▶ _Directions for this task_: Please give back, word for word, only the lines starting at the one containing "Target: table lamp shade" and ending at the one containing "pixel 492 58" within the material below.

▶ _Data excerpts_:
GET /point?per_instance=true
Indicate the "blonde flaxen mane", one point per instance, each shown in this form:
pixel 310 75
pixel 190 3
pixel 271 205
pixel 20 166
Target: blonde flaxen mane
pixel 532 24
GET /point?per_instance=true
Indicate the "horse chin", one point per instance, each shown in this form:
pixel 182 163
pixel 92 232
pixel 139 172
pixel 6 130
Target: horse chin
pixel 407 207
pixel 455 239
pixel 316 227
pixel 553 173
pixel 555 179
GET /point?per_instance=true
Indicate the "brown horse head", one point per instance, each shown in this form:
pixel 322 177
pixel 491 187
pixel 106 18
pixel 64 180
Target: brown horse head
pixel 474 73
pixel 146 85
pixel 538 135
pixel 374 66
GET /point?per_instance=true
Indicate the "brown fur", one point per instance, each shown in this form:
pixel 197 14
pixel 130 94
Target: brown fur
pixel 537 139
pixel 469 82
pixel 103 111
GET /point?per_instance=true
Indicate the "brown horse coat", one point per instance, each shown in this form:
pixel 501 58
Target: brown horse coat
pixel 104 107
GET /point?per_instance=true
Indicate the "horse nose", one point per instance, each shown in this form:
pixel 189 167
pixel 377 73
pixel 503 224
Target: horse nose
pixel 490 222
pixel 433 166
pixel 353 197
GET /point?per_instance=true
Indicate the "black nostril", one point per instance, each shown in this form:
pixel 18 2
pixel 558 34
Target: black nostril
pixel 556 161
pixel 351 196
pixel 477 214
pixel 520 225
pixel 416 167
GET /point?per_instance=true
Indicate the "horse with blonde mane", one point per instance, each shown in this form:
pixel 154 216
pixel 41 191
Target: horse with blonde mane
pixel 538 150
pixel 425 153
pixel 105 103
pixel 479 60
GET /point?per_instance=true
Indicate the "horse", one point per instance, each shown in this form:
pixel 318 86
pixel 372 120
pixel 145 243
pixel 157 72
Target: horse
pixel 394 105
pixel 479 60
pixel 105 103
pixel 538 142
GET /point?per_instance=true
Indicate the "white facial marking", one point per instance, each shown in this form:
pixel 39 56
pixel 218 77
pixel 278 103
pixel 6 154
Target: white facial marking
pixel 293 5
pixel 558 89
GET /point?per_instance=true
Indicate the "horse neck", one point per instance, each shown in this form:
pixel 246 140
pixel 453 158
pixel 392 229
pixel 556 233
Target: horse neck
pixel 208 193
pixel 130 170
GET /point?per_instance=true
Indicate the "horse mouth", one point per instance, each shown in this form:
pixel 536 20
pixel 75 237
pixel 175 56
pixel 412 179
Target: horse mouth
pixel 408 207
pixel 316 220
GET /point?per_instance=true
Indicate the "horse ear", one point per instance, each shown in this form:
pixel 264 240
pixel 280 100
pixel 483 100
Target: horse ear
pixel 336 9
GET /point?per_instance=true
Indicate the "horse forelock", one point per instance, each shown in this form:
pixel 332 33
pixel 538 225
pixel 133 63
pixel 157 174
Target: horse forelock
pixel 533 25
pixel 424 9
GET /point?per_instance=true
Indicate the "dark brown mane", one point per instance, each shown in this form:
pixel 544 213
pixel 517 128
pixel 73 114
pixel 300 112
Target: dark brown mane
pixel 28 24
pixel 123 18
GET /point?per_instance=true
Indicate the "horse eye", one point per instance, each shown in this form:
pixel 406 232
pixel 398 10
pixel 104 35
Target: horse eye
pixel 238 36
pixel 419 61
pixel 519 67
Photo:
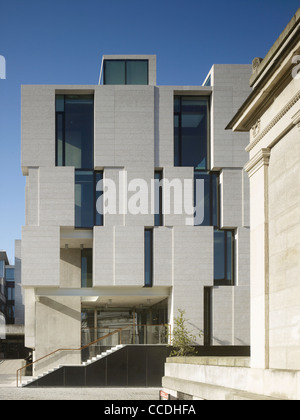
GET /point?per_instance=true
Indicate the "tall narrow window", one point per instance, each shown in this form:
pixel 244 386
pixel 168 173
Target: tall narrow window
pixel 191 131
pixel 207 316
pixel 158 217
pixel 223 258
pixel 206 198
pixel 75 131
pixel 148 257
pixel 99 220
pixel 86 214
pixel 87 268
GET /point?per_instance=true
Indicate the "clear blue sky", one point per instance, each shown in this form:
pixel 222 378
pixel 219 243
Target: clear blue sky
pixel 62 42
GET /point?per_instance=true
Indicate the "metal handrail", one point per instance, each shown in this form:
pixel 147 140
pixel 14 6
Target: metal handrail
pixel 118 330
pixel 59 350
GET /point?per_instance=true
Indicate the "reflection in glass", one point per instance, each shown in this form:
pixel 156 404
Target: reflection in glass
pixel 223 258
pixel 126 72
pixel 84 199
pixel 87 268
pixel 148 257
pixel 114 72
pixel 191 131
pixel 136 72
pixel 210 201
pixel 75 131
pixel 158 216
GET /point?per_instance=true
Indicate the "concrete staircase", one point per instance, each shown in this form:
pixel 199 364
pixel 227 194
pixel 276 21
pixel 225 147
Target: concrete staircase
pixel 107 353
pixel 9 367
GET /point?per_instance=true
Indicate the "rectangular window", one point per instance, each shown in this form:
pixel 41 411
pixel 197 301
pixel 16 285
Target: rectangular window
pixel 10 291
pixel 86 196
pixel 2 267
pixel 206 198
pixel 207 316
pixel 9 273
pixel 148 257
pixel 158 216
pixel 126 72
pixel 87 268
pixel 191 131
pixel 75 131
pixel 223 258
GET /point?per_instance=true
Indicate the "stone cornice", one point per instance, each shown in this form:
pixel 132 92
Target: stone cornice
pixel 262 158
pixel 274 121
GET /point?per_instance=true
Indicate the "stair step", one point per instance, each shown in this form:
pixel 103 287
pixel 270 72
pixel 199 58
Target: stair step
pixel 88 362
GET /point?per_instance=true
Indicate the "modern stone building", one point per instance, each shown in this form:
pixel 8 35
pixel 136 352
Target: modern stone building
pixel 11 307
pixel 272 116
pixel 113 171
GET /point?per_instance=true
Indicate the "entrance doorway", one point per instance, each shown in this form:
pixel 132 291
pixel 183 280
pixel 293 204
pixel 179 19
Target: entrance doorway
pixel 143 325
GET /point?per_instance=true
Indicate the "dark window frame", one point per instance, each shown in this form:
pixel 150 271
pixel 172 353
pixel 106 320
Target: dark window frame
pixel 150 256
pixel 159 218
pixel 211 174
pixel 125 61
pixel 225 281
pixel 179 113
pixel 62 114
pixel 84 251
pixel 207 316
pixel 95 198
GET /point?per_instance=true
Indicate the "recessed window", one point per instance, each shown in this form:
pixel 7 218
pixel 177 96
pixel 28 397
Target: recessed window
pixel 9 273
pixel 86 196
pixel 206 198
pixel 87 267
pixel 223 258
pixel 158 216
pixel 148 257
pixel 191 131
pixel 75 131
pixel 126 72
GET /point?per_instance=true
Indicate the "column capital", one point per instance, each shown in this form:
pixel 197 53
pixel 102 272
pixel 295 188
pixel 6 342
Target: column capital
pixel 262 158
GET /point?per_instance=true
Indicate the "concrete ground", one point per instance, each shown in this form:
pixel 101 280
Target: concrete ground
pixel 9 391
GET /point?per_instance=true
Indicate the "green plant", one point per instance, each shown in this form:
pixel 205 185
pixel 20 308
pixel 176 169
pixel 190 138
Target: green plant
pixel 182 340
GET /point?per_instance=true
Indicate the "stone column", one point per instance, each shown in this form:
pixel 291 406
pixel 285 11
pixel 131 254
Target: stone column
pixel 257 170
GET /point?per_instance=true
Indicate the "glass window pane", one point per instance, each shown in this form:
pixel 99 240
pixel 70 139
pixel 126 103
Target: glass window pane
pixel 1 269
pixel 158 217
pixel 148 258
pixel 114 72
pixel 203 202
pixel 10 274
pixel 229 265
pixel 60 103
pixel 191 131
pixel 177 104
pixel 79 131
pixel 137 72
pixel 176 140
pixel 219 256
pixel 87 268
pixel 193 141
pixel 99 215
pixel 215 199
pixel 84 199
pixel 59 139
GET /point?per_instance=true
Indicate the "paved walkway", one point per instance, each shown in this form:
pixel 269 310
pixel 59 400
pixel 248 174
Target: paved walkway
pixel 8 391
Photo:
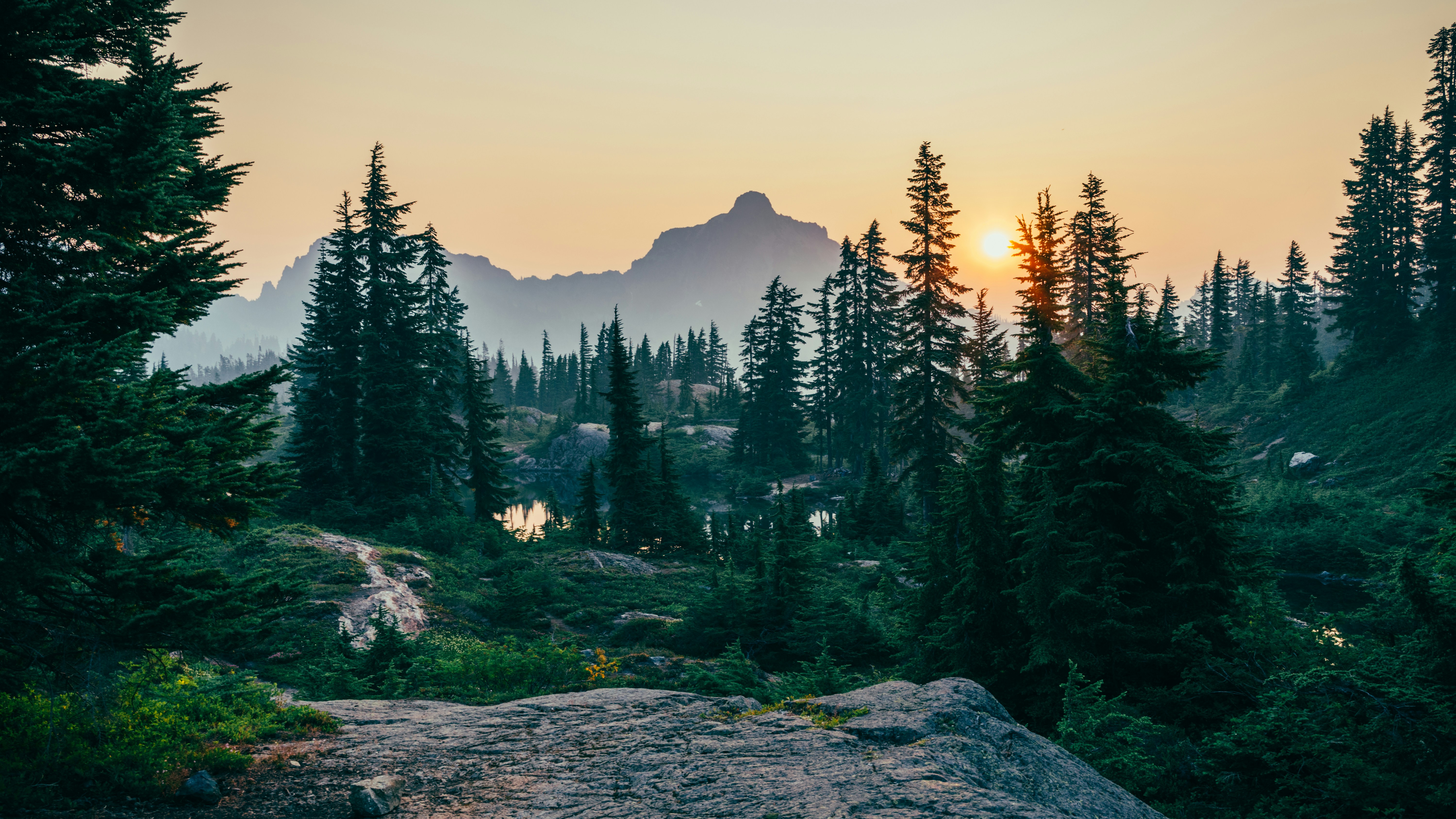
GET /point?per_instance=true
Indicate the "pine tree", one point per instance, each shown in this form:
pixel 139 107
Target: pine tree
pixel 822 372
pixel 394 433
pixel 717 356
pixel 931 343
pixel 324 444
pixel 526 394
pixel 503 387
pixel 1298 323
pixel 1374 269
pixel 586 407
pixel 1198 324
pixel 481 447
pixel 445 362
pixel 986 352
pixel 877 513
pixel 1093 258
pixel 545 390
pixel 1439 218
pixel 675 525
pixel 772 416
pixel 587 522
pixel 110 199
pixel 1221 305
pixel 866 315
pixel 627 468
pixel 1122 518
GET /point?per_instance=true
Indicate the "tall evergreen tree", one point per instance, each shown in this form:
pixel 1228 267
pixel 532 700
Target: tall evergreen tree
pixel 586 407
pixel 931 342
pixel 716 356
pixel 1375 266
pixel 481 447
pixel 445 362
pixel 772 417
pixel 325 438
pixel 822 371
pixel 505 388
pixel 1439 158
pixel 106 245
pixel 1094 261
pixel 627 467
pixel 1221 305
pixel 986 350
pixel 394 432
pixel 547 390
pixel 1298 323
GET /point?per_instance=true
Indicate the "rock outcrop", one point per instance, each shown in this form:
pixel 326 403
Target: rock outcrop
pixel 899 751
pixel 389 591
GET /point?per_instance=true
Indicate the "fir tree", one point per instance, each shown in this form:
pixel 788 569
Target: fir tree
pixel 587 522
pixel 931 342
pixel 586 407
pixel 503 387
pixel 627 468
pixel 324 444
pixel 106 247
pixel 1093 260
pixel 1221 305
pixel 866 315
pixel 1439 158
pixel 986 350
pixel 772 417
pixel 1375 266
pixel 676 527
pixel 1298 323
pixel 526 394
pixel 483 452
pixel 877 513
pixel 716 356
pixel 547 390
pixel 445 362
pixel 822 372
pixel 394 433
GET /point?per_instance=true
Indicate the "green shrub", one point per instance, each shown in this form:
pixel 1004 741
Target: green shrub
pixel 455 667
pixel 151 729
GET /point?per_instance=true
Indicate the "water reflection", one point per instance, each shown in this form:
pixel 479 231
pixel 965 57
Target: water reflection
pixel 523 515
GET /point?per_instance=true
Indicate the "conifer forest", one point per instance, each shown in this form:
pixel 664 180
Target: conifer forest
pixel 1200 540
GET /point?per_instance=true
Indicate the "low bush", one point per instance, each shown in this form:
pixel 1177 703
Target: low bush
pixel 146 732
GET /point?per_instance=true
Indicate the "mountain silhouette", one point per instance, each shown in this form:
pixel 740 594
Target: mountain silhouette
pixel 691 276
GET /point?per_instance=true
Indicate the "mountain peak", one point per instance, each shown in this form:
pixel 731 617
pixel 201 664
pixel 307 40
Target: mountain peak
pixel 753 202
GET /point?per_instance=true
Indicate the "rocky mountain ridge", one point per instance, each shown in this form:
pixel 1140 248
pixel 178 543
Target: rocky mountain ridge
pixel 689 278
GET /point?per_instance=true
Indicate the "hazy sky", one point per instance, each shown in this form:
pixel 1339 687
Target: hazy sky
pixel 555 138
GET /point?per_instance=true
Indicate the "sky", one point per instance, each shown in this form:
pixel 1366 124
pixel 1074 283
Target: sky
pixel 558 138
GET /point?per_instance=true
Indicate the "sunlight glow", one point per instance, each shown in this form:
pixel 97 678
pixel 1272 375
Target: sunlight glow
pixel 997 244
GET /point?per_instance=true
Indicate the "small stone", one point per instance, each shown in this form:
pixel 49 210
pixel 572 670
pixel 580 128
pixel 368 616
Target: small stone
pixel 378 796
pixel 736 704
pixel 200 787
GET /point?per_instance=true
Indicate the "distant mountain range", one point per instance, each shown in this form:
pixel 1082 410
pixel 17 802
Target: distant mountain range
pixel 691 276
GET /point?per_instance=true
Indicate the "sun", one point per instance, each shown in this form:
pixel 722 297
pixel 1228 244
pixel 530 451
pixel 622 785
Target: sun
pixel 997 244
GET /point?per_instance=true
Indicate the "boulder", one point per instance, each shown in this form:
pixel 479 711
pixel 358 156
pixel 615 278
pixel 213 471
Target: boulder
pixel 200 787
pixel 571 451
pixel 1304 461
pixel 905 751
pixel 628 617
pixel 378 796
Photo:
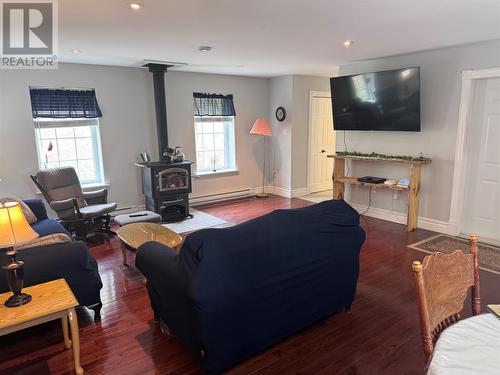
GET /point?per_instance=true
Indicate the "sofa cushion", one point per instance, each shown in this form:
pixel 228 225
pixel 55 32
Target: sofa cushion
pixel 48 226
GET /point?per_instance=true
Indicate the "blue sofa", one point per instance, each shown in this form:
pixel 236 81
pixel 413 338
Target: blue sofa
pixel 231 292
pixel 71 261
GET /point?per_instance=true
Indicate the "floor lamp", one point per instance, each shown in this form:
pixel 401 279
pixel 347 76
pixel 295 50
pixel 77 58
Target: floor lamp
pixel 261 127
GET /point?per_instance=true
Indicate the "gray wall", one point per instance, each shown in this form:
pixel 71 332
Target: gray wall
pixel 128 126
pixel 440 95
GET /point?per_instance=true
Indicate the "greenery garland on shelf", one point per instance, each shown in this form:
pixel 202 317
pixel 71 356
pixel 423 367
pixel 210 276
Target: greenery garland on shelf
pixel 381 156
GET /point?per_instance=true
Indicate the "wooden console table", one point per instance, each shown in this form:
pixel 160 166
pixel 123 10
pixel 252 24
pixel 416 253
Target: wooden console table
pixel 340 179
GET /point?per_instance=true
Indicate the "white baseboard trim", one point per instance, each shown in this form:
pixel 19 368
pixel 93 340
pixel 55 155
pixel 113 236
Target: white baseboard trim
pixel 127 210
pixel 221 197
pixel 400 217
pixel 287 193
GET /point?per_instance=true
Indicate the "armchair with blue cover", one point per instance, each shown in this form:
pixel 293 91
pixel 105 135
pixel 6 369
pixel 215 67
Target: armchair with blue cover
pixel 71 261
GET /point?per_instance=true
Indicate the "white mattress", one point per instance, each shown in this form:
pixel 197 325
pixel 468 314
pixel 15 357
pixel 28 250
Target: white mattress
pixel 469 347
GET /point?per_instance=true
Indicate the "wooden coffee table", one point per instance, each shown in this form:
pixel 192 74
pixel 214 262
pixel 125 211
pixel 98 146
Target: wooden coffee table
pixel 50 301
pixel 134 235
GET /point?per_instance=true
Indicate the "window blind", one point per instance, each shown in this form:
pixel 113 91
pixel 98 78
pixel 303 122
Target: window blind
pixel 64 103
pixel 213 105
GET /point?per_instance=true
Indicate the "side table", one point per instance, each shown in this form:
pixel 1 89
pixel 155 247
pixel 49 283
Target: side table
pixel 50 301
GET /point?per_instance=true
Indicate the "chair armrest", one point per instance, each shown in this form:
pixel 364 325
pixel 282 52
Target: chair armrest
pixel 64 207
pixel 36 205
pixel 96 196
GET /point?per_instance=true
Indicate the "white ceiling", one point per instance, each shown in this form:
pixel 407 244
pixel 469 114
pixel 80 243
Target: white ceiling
pixel 267 37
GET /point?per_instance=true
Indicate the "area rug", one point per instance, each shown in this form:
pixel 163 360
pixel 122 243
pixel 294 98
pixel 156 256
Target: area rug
pixel 489 255
pixel 200 220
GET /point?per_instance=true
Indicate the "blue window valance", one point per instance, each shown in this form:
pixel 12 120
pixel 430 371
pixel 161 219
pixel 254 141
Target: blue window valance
pixel 64 103
pixel 213 105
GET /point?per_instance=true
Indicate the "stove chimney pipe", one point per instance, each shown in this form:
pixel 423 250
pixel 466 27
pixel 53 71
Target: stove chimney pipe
pixel 159 71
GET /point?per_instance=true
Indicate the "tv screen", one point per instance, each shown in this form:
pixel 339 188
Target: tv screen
pixel 388 100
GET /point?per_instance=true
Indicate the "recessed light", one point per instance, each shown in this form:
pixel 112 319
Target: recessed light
pixel 136 6
pixel 204 48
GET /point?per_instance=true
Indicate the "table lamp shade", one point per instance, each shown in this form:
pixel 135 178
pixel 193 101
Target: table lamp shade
pixel 14 228
pixel 261 127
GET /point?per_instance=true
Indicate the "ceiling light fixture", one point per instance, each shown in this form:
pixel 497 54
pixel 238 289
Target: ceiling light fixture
pixel 136 6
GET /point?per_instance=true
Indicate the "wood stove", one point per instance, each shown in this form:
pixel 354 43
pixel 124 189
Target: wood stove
pixel 165 184
pixel 166 187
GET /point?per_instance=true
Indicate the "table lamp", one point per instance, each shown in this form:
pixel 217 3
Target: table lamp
pixel 14 231
pixel 261 127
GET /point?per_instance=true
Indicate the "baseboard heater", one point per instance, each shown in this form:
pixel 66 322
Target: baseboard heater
pixel 220 197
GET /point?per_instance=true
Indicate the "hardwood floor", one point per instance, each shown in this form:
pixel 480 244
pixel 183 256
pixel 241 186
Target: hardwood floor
pixel 380 336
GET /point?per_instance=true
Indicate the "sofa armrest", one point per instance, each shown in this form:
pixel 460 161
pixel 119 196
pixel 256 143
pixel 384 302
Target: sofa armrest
pixel 157 262
pixel 71 261
pixel 36 205
pixel 169 288
pixel 96 196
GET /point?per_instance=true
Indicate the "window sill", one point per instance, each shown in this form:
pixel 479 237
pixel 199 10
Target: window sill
pixel 216 173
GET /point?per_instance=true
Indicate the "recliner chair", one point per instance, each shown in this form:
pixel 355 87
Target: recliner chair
pixel 79 212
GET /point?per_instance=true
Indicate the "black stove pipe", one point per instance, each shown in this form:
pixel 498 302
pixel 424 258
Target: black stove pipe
pixel 159 71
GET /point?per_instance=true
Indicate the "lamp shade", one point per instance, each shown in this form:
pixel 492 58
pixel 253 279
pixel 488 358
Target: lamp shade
pixel 14 229
pixel 261 127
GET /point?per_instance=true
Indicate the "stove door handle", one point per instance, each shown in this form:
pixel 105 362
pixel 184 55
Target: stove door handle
pixel 173 201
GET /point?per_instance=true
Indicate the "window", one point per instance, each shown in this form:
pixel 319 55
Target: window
pixel 214 130
pixel 214 143
pixel 71 142
pixel 67 131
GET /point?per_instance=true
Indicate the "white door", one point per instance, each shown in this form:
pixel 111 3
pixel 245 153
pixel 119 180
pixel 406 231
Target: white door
pixel 482 191
pixel 321 142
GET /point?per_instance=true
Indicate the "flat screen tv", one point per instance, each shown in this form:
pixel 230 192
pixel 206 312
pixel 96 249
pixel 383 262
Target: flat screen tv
pixel 388 100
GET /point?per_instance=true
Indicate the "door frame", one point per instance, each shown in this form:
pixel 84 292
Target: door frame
pixel 461 151
pixel 313 94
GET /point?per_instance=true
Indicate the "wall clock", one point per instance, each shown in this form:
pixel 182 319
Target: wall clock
pixel 280 114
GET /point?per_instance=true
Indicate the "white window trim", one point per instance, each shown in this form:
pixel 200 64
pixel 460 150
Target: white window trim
pixel 96 139
pixel 229 147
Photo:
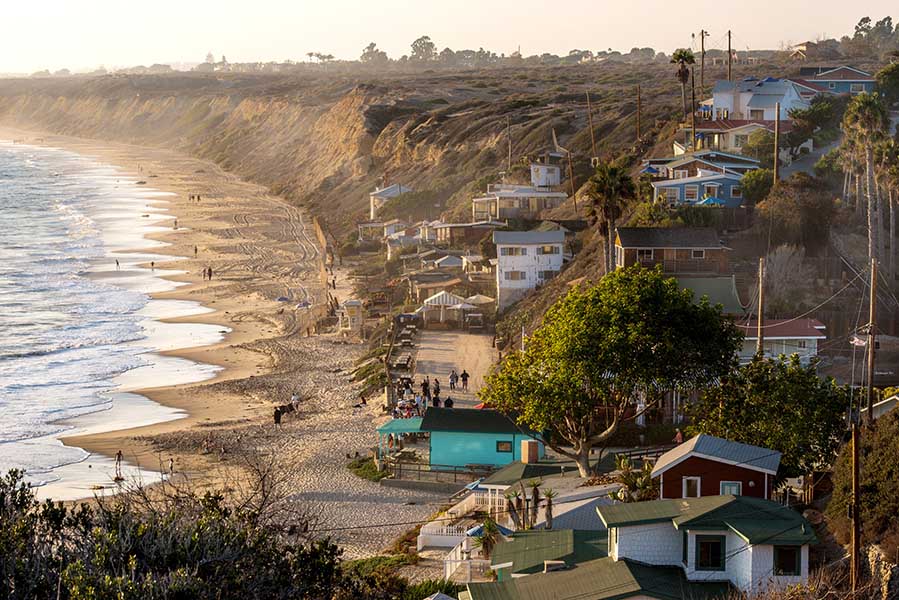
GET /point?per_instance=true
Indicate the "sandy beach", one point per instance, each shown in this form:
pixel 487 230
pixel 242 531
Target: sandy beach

▶ _Answer for the task_:
Target: table lamp shade
pixel 14 228
pixel 261 127
GET /point?per_instance=true
Indicate the "ceiling light fixture", one point per instance, each shown in this form:
pixel 497 54
pixel 238 289
Target: ceiling light fixture
pixel 136 6
GET /point?per_instance=true
Indicate the "wood stove", one point per instance, each shown in this form:
pixel 354 43
pixel 124 189
Target: wood stove
pixel 165 184
pixel 166 187
GET /point?per_instance=true
Indicate the "table lamp", one point per instance, each shown in this form:
pixel 217 3
Target: table lamp
pixel 14 231
pixel 261 127
GET /point?per_instance=true
Indicate the "baseboard heater", one point per instance, each shown in this form:
pixel 66 322
Target: baseboard heater
pixel 220 197
GET /point?per_instance=true
Indicate the "hardwood floor", one point per instance, each shown in this form:
pixel 480 244
pixel 183 256
pixel 241 186
Target: hardwood floor
pixel 380 336
GET /point?per_instance=true
Indicate the "sofa armrest", one point per instance, each shown in this form:
pixel 460 161
pixel 119 196
pixel 256 143
pixel 384 302
Target: sofa armrest
pixel 157 262
pixel 71 261
pixel 36 205
pixel 169 288
pixel 96 196
GET /point?per_instance=true
Indicate the "window sill", one point per instance, each shown in this form:
pixel 479 237
pixel 199 10
Target: window sill
pixel 216 173
GET /point?per_instance=true
Indicate the "recliner chair", one point per instance, each shown in this form:
pixel 355 87
Target: recliner chair
pixel 79 212
GET /point?per_instance=true
Indicate the "black stove pipe", one point per instance, each shown in this form:
pixel 498 302
pixel 424 258
Target: black stove pipe
pixel 159 71
GET /point?per_instance=true
Indicate the "lamp shade", one point per instance, each shown in this form:
pixel 492 58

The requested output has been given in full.